-- WHAT IS BEING ASKED --
Continue the passage on the CellPLM single-cell model from where it stops.

-- SUPPLIED PASSAGE --
* * *
CellPLM

Overview

CellPLM is a single-cell foundation model that inverts the design paradigm of prior transformer-based approaches. Earlier models such as scGPT and Geneformer treat individual genes as tokens and single cells as sentences, following the natural language convention directly. CellPLM instead treats cells as tokens and tissues as sentences, allowing the model to explicitly learn relationships between cells rather than only within them. The work was published as a conference paper at ICLR 2024 and developed at Michigan State University by Hongzhi Wen and colleagues in the OmicsML group.

The core motivation stems from three structural differences between single-cell RNA sequencing (scRNA-seq) data and natural language. First, gene expression profiles are unordered bags of measurements, not sequences — violating a key assumption of standard language modeling. Second, relationships between neighboring cells in a tissue are biologically meaningful in ways that inter-sentence relationships rarely are in text. Third, single-cell data is far scarcer and noisier than the text corpora used to train large language models. CellPLM addresses all three challenges through its architecture and training strategy.
* * *
-- COLLECTED MATERIAL --
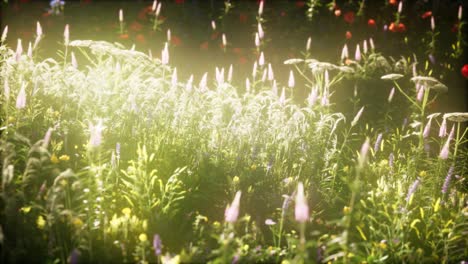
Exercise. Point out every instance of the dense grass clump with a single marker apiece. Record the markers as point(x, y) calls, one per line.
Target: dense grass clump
point(108, 157)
* * *
-- EXERCISE OUTPUT --
To handle variable-length inputs and reduce quadratic attention complexity, CellPLM replaces the standard transformer encoder with Flowformer, an attention variant that avoids full pairwise attention across cells. The model is pre-trained using spatially-resolved transcriptomic data, which provides ground-truth co-localization of cells within tissues and enables the model to learn biologically grounded cell-cell relationships.

Key Features

• Cell-as-token paradigm: Rather than treating genes as tokens, CellPLM encodes each cell as a single token and each tissue sample as a sequence, making cell-cell relationships first-class citizens of the representation.
• Spatially-aware pre-training: Training data includes spatially-resolved transcriptomics, giving the model ground-truth spatial co-occurrence information about which cells neighbor one another in tissue.
• Gaussian mixture prior: A Gaussian mixture prior distribution serves as an inductive bias to regularize the learned latent space and compensate for the small scale and high noise of single-cell datasets.
• 100x inference speedup: Cell embedding generation is reported to be approximately 100 times faster than prior pre-trained single-cell models, a practical advantage for large-scale atlas analysis.
• Flowformer attention: Replaces standard scaled dot-product attention to resolve input-length constraints and reduce computational complexity when processing variable numbers of cells per tissue sample.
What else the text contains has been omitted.